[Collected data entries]
-------

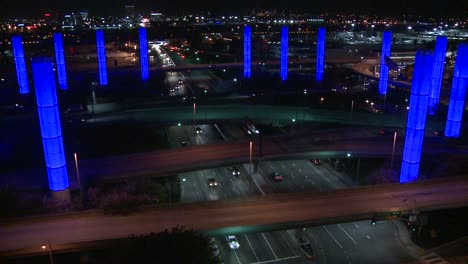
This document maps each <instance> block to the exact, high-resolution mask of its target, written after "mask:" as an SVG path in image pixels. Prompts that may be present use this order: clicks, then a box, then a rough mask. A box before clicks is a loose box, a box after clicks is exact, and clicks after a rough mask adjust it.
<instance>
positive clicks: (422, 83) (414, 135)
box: [400, 51, 432, 183]
mask: <svg viewBox="0 0 468 264" xmlns="http://www.w3.org/2000/svg"><path fill="white" fill-rule="evenodd" d="M431 72H432V52H427V51H418V52H416V62H415V65H414V72H413V83H412V86H411V97H410V106H409V111H408V121H407V124H406V138H405V146H404V149H403V161H402V163H401V173H400V183H407V182H412V181H415V180H417V178H418V172H419V162H420V160H421V148H422V143H423V138H424V128H425V126H426V114H427V102H428V101H429V87H430V82H431Z"/></svg>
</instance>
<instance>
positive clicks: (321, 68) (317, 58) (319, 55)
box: [315, 27, 325, 82]
mask: <svg viewBox="0 0 468 264" xmlns="http://www.w3.org/2000/svg"><path fill="white" fill-rule="evenodd" d="M324 61H325V28H323V27H321V28H319V30H318V33H317V67H316V68H317V69H316V74H315V80H316V81H317V82H321V81H322V80H323V66H324V63H325V62H324Z"/></svg>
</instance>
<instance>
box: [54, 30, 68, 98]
mask: <svg viewBox="0 0 468 264" xmlns="http://www.w3.org/2000/svg"><path fill="white" fill-rule="evenodd" d="M54 46H55V61H56V64H57V72H58V80H59V87H60V89H62V90H66V89H67V72H66V70H65V53H64V51H63V40H62V34H61V33H58V32H56V33H54Z"/></svg>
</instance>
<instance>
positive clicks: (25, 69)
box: [11, 36, 29, 94]
mask: <svg viewBox="0 0 468 264" xmlns="http://www.w3.org/2000/svg"><path fill="white" fill-rule="evenodd" d="M11 42H12V44H13V54H14V57H15V66H16V77H17V78H18V85H19V87H20V94H27V93H29V83H28V74H27V71H26V62H25V59H24V50H23V42H22V39H21V36H13V37H12V38H11Z"/></svg>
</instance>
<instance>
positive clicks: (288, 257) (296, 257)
mask: <svg viewBox="0 0 468 264" xmlns="http://www.w3.org/2000/svg"><path fill="white" fill-rule="evenodd" d="M293 258H299V256H291V257H286V258H280V259H272V260H266V261H261V262H252V263H249V264H264V263H271V262H279V261H283V260H287V259H293Z"/></svg>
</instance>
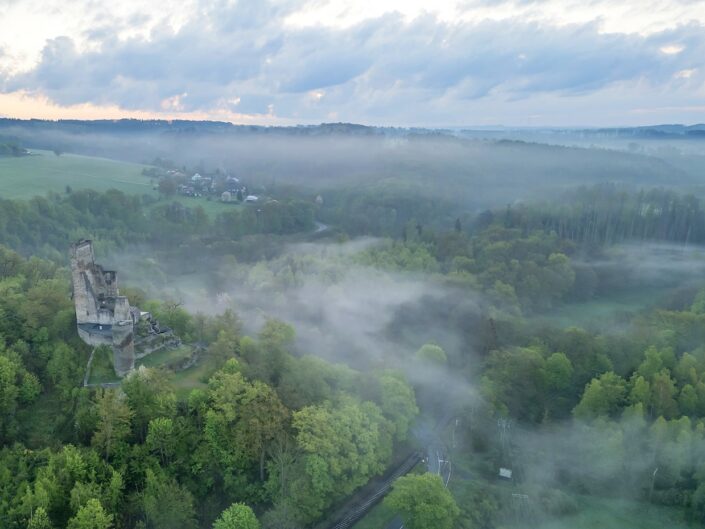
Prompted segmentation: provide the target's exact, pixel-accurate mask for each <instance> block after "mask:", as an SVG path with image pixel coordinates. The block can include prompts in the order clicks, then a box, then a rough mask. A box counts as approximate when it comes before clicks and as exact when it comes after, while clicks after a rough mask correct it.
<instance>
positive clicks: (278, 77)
mask: <svg viewBox="0 0 705 529" xmlns="http://www.w3.org/2000/svg"><path fill="white" fill-rule="evenodd" d="M704 57H705V1H700V0H628V1H620V2H614V1H607V0H582V1H578V0H447V1H436V2H428V1H427V0H425V1H421V0H375V1H368V0H364V1H363V0H361V1H350V0H308V1H307V0H301V1H297V0H272V1H268V0H160V2H145V1H144V0H121V1H119V2H104V1H101V0H85V1H78V0H72V1H71V0H64V1H58V0H0V116H2V115H5V116H16V117H30V116H35V117H52V118H57V117H82V118H89V117H95V118H99V117H111V118H114V117H119V116H126V117H127V116H129V117H164V118H175V117H177V118H192V119H207V118H211V119H224V120H228V121H235V122H248V123H251V122H260V123H296V122H302V123H311V122H320V121H326V120H331V119H335V120H343V121H352V122H361V123H377V124H387V125H421V126H453V125H472V124H478V125H486V124H505V125H540V124H544V125H566V126H568V125H595V126H600V125H623V124H624V125H629V124H646V123H652V122H656V121H667V122H675V121H680V122H688V123H692V122H695V121H705V111H704V110H703V108H704V107H705V74H704V72H705V68H703V64H702V62H703V61H704V60H705V59H704Z"/></svg>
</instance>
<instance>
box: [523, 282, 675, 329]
mask: <svg viewBox="0 0 705 529" xmlns="http://www.w3.org/2000/svg"><path fill="white" fill-rule="evenodd" d="M670 290H671V288H670V287H667V288H666V287H665V288H652V289H648V288H641V289H634V290H630V291H624V292H617V293H615V294H614V296H610V297H609V298H608V297H602V298H598V299H593V300H590V301H585V302H581V303H567V304H565V305H563V306H561V307H558V308H556V309H555V310H553V311H551V312H549V313H547V314H543V315H541V316H540V317H537V318H536V322H537V323H548V324H552V325H557V326H559V327H570V326H571V325H578V326H582V327H590V325H595V326H598V327H601V326H604V325H609V324H614V323H615V322H616V321H618V320H619V319H620V315H624V314H627V313H635V312H639V311H641V310H644V309H646V308H648V307H650V306H653V305H654V304H656V303H657V302H658V300H659V299H660V298H661V297H662V296H665V295H666V294H667V293H668V292H669V291H670Z"/></svg>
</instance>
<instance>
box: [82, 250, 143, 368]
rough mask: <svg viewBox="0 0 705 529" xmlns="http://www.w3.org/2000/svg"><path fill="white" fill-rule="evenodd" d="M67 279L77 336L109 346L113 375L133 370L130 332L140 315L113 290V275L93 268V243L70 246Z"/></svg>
mask: <svg viewBox="0 0 705 529" xmlns="http://www.w3.org/2000/svg"><path fill="white" fill-rule="evenodd" d="M71 278H72V281H73V298H74V304H75V306H76V321H77V327H78V335H79V336H80V337H81V339H82V340H83V341H84V342H86V343H87V344H89V345H93V346H97V345H110V346H111V347H112V349H113V365H114V367H115V373H116V374H117V375H118V376H120V377H122V376H125V375H126V374H127V373H129V372H130V371H131V370H132V369H134V367H135V346H134V329H135V324H136V323H137V321H135V318H139V317H140V311H139V310H137V309H135V308H134V307H130V302H129V301H128V299H127V298H126V297H125V296H121V295H120V292H119V290H118V286H117V272H115V271H113V270H103V267H102V266H100V265H98V264H96V262H95V256H94V254H93V243H92V242H91V241H89V240H81V241H78V242H77V243H76V244H73V245H71Z"/></svg>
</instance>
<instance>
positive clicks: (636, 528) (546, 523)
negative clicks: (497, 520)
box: [512, 497, 702, 529]
mask: <svg viewBox="0 0 705 529" xmlns="http://www.w3.org/2000/svg"><path fill="white" fill-rule="evenodd" d="M580 507H581V509H580V511H579V512H578V513H577V514H574V515H570V516H564V517H561V518H557V519H554V520H550V521H547V522H543V523H541V522H538V523H537V524H536V525H534V526H533V527H535V528H536V529H567V528H570V529H597V528H600V529H662V528H664V527H668V528H669V529H693V528H695V527H702V526H701V525H697V524H691V523H689V522H686V521H685V520H684V519H683V518H684V516H683V512H682V511H681V510H679V509H675V508H667V507H659V506H657V505H649V504H646V503H642V502H637V501H630V500H620V499H608V498H595V497H582V498H581V499H580ZM512 527H513V528H515V529H519V528H523V527H524V526H523V525H522V523H518V524H517V525H514V526H512Z"/></svg>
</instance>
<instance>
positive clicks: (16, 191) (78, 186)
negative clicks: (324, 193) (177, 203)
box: [0, 150, 242, 219]
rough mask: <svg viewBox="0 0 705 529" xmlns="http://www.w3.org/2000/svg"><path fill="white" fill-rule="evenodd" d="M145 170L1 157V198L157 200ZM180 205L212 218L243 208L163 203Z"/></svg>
mask: <svg viewBox="0 0 705 529" xmlns="http://www.w3.org/2000/svg"><path fill="white" fill-rule="evenodd" d="M145 167H146V166H144V165H140V164H135V163H129V162H121V161H116V160H108V159H106V158H94V157H91V156H81V155H78V154H62V155H61V156H56V155H55V154H54V153H52V152H50V151H39V150H35V151H32V155H31V156H23V157H19V158H17V157H0V198H9V199H29V198H32V197H34V196H37V195H45V194H46V193H48V192H49V191H54V192H56V193H65V192H66V186H70V187H71V189H75V190H78V189H94V190H95V191H107V190H108V189H117V190H119V191H122V192H123V193H127V194H131V195H151V196H154V197H158V193H157V192H156V191H155V190H154V189H153V188H152V182H151V180H150V179H149V178H148V177H146V176H143V175H142V169H144V168H145ZM164 200H168V201H169V202H179V203H181V204H183V205H184V206H187V207H195V206H201V207H202V208H203V210H204V211H205V212H206V214H207V215H208V217H209V218H211V219H212V218H214V217H215V216H216V215H218V214H219V213H222V212H224V211H232V210H233V209H234V208H239V207H242V206H241V205H239V204H225V203H223V202H220V201H219V200H217V199H212V200H207V199H206V198H205V197H199V198H191V197H183V196H174V197H170V198H168V199H162V200H161V201H159V202H157V203H156V204H160V203H163V202H162V201H164Z"/></svg>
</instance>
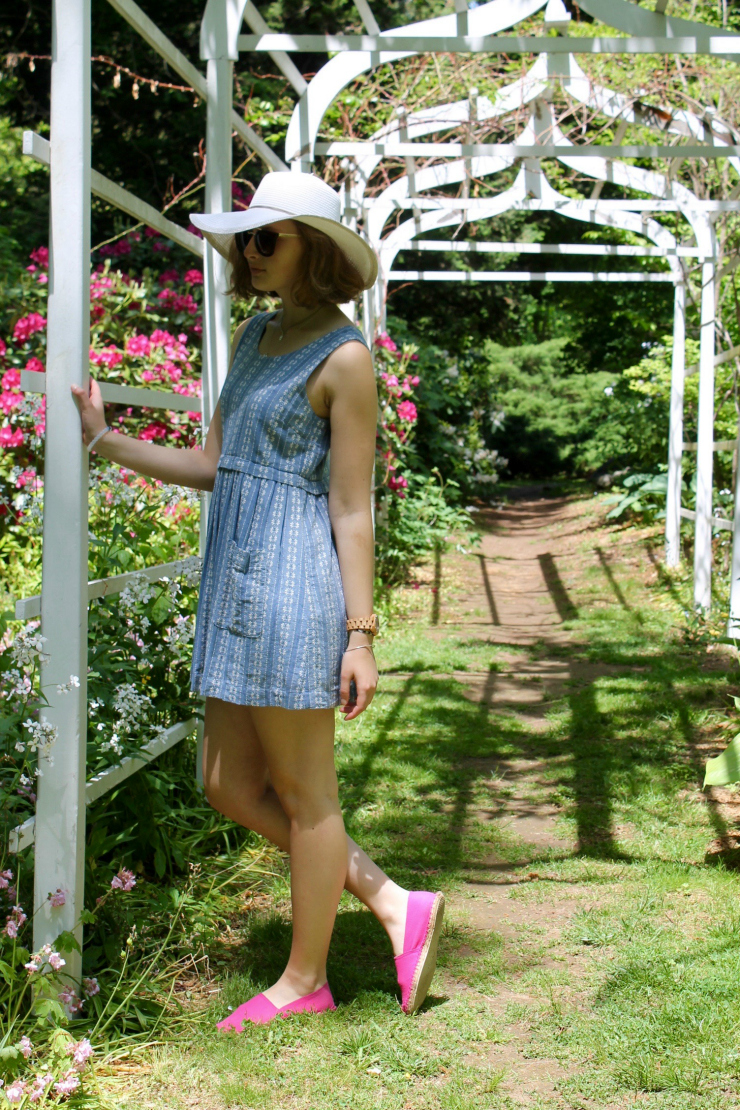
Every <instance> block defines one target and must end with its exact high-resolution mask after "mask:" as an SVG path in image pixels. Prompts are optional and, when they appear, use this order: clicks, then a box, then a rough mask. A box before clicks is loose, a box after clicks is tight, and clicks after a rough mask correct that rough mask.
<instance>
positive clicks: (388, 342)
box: [375, 332, 398, 351]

-------

Which lines of the data contain "negative"? Copy them all.

negative clicks: (497, 520)
negative clicks: (324, 193) (177, 203)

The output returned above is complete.